과제
"One pin marks each instance of the dragonfly."이 들어 있는 줄부터 기록의 끝까지 요청을 포함한 모든 줄을 다시 적으세요. 이때 답에 있는 좌표 값만 1.9배로 바꾸고 정수로 반올림하며(0.5는 올림), 답에는 그림을 빼 주세요.

기록 데이터
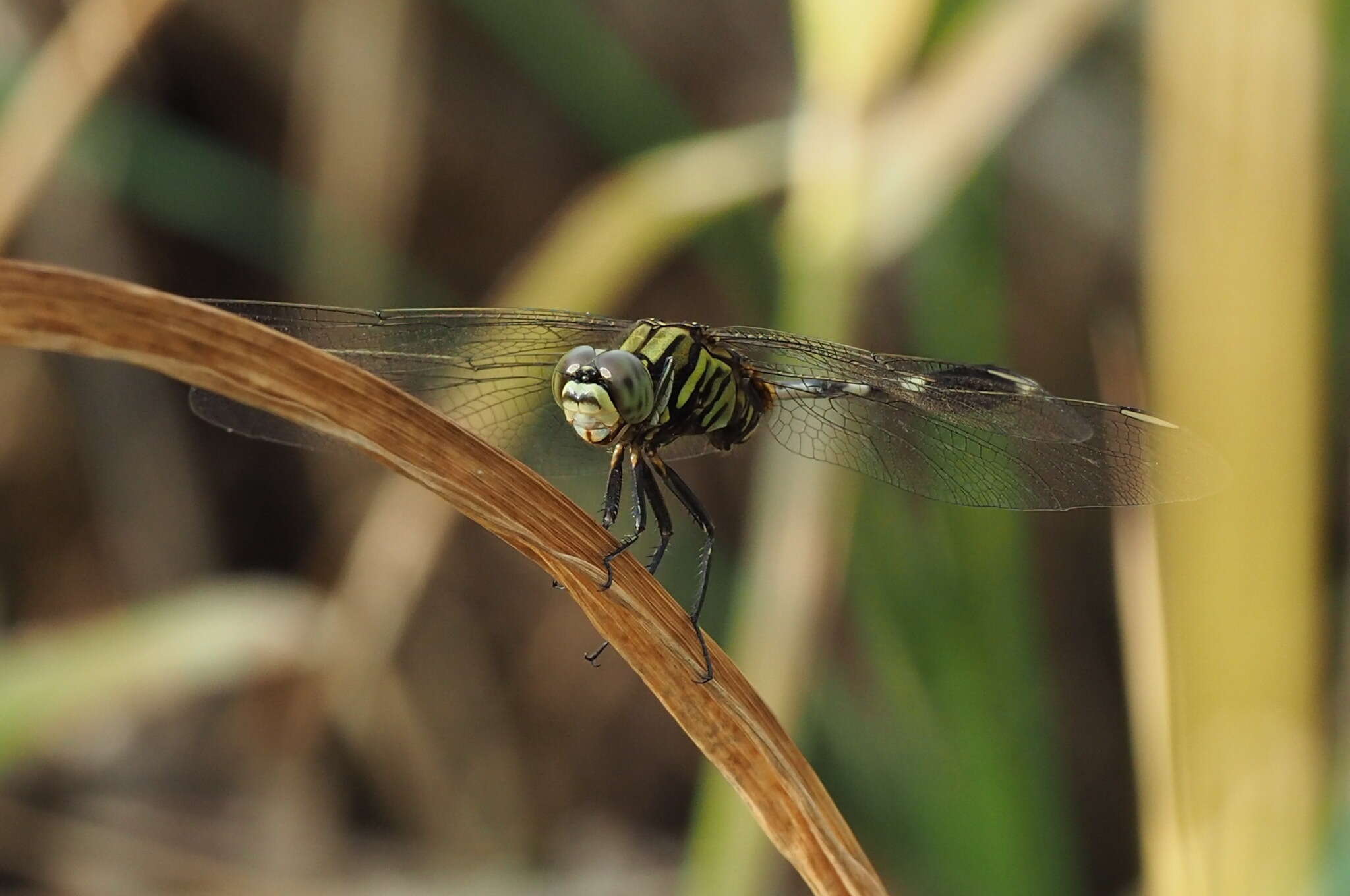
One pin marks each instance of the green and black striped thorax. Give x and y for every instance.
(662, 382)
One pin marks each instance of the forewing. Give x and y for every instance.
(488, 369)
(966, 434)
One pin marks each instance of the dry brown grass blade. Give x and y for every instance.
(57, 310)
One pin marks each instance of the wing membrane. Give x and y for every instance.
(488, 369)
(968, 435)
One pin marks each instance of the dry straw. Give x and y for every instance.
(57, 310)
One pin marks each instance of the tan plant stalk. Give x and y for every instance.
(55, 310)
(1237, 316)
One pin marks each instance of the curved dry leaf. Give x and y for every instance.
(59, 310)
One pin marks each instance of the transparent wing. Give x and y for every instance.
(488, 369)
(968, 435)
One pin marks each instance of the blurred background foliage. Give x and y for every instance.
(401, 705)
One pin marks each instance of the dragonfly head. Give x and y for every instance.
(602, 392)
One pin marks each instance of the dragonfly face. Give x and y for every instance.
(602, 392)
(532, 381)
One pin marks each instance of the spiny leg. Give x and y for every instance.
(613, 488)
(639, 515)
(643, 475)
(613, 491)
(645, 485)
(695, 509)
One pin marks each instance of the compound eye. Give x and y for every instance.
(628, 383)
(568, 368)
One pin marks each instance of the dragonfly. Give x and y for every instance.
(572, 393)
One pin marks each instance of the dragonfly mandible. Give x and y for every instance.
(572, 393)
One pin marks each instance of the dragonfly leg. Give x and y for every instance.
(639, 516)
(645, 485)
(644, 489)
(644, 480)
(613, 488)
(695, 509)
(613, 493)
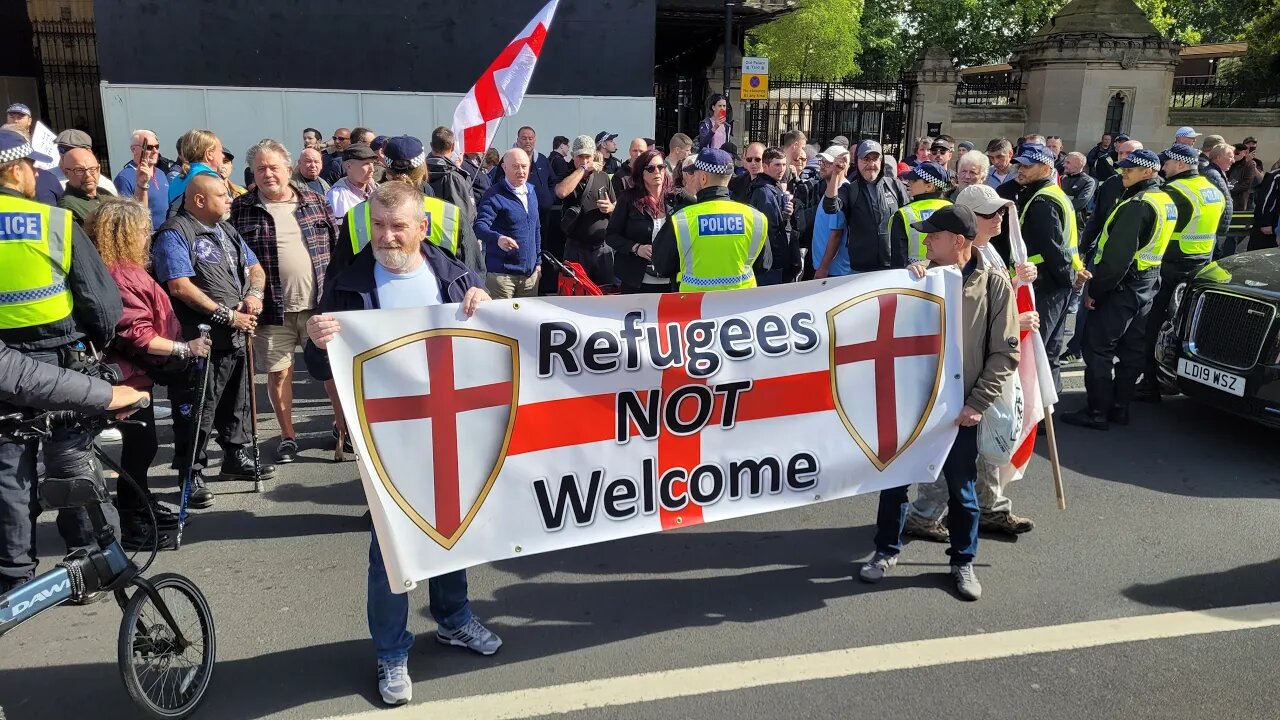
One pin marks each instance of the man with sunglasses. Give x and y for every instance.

문제 풀이
One pin marks each instance of the dragonfly. Give x and y for every instance.
(1087, 747)
One pin marks each instance of the dragonfly mandible. Give x and y for every instance.
(1087, 747)
One pin marks each instance of the dragonfly leg. Give x and y for every instance.
(1214, 980)
(1226, 922)
(1224, 929)
(1224, 912)
(1165, 927)
(1321, 967)
(1165, 937)
One pin marks each instance of the man with sunglasses. Give x and y for every instance.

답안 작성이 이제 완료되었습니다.